▶ [Page excerpt]:
We shall be reunited and I can’t wait until I feel the baby muscles in my t-rex arms shaking since they haven’t done much but raise the fork to my mouth lately.

Time to let the She Wolf out of the closet. And you know what comes after a She Wolf? Bathing Suits. UGH!

xoxo

in Uncategorized

22 Responses to Throwing Iron Around

  1. Sheridan says:

    LOL! you are so funny and if you dont look hot in a bikini I friggin give up! have fun!

  2. Lisa says:

    Oh man, you described a globo gym to a T!! Sounds very, very painful! Have you ever checked out a crossfit gym? I love throwing iron around at my gym! I finally learned to embrace the snatch, (yes, I said snatch)clean and jeark, power clean, hang clean press, push press and push jerk!! If you haven’t checked one out you should! I guarantee you won’t regret it! :-)

  3. Kelly says:

    I’m sooo not ready for bathing suits. Example A, this weekend.

  4. Audrey says:

    It’s not only old grandpas doing arm curls with little 8lb weights. What? I’m not very strong!

    I’ve been getting reacquainted with my gym as well. But I’m hopeless on my own so I’ve been relying on classes to keep me motivated and it’s working ok so far!

    Have fun tonight!

  5. Abbie says:

    Oh my goodness… this one had me laughing out loud. Same people, different gym.

  6. Naomi says:

    your gym friends have relatives at my gym too! LOL

    have a great workout!

  7. Amy says:

    HAHAHA! Epic.

  8. haha, hope you have a great workout!

  9. HAHA great gym nostalgia, it almost makes me want to go do some weight lifting..

▶ [Raw data]:
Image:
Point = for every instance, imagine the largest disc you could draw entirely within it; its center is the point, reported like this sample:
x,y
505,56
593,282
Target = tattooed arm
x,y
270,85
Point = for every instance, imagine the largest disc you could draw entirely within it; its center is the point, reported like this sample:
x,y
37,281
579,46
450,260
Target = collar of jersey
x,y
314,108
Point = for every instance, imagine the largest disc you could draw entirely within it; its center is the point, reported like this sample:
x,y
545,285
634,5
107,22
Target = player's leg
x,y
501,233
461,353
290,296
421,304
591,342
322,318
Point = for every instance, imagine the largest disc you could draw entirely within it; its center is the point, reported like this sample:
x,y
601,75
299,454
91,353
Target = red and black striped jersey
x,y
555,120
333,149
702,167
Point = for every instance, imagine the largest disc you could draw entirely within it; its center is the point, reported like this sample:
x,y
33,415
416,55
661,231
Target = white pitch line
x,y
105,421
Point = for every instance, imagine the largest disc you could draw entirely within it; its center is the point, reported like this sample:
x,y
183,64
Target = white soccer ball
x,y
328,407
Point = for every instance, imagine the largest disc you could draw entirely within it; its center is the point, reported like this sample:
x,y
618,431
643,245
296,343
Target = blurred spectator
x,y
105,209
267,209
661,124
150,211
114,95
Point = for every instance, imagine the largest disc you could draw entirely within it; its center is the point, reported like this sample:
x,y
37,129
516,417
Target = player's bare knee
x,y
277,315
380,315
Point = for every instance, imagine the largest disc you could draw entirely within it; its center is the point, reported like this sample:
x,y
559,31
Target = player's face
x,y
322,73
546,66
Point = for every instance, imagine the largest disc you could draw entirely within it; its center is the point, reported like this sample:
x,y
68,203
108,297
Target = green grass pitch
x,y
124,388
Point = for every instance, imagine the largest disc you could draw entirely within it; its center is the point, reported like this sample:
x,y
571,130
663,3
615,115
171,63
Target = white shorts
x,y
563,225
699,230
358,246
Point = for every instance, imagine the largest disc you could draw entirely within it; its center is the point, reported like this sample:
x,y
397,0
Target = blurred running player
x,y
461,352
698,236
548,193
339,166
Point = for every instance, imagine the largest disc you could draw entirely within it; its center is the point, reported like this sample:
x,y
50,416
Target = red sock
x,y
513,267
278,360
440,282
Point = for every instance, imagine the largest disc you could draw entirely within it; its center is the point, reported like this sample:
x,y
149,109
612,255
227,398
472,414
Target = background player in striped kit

▶ [Task to complete]: Can you reproduce the full gym blog excerpt, reader comments included, word for word?

▶ [Your response]:
We shall be reunited and I can’t wait until I feel the baby muscles in my t-rex arms shaking since they haven’t done much but raise the fork to my mouth lately.

Time to let the She Wolf out of the closet. And you know what comes after a She Wolf? Bathing Suits. UGH!

xoxo

in Uncategorized

22 Responses to Throwing Iron Around

  1. Sheridan says:

    LOL! you are so funny and if you dont look hot in a bikini I friggin give up! have fun!

  2. Lisa says:

    Oh man, you described a globo gym to a T!! Sounds very, very painful! Have you ever checked out a crossfit gym? I love throwing iron around at my gym! I finally learned to embrace the snatch, (yes, I said snatch)clean and jeark, power clean, hang clean press, push press and push jerk!! If you haven’t checked one out you should! I guarantee you won’t regret it! :-)

  3. Kelly says:

    I’m sooo not ready for bathing suits. Example A, this weekend.

  4. Audrey says:

    It’s not only old grandpas doing arm curls with little 8lb weights. What? I’m not very strong!

    I’ve been getting reacquainted with my gym as well. But I’m hopeless on my own so I’ve been relying on classes to keep me motivated and it’s working ok so far!

    Have fun tonight!

  5. Abbie says:

    Oh my goodness… this one had me laughing out loud. Same people, different gym.

  6. Naomi says:

    your gym friends have relatives at my gym too! LOL

    have a great workout!

  7. Amy says:

    HAHAHA! Epic.

  8. haha, hope you have a great workout!

  9. HAHA great gym nostalgia, it almost makes me want to go do some weight lifting..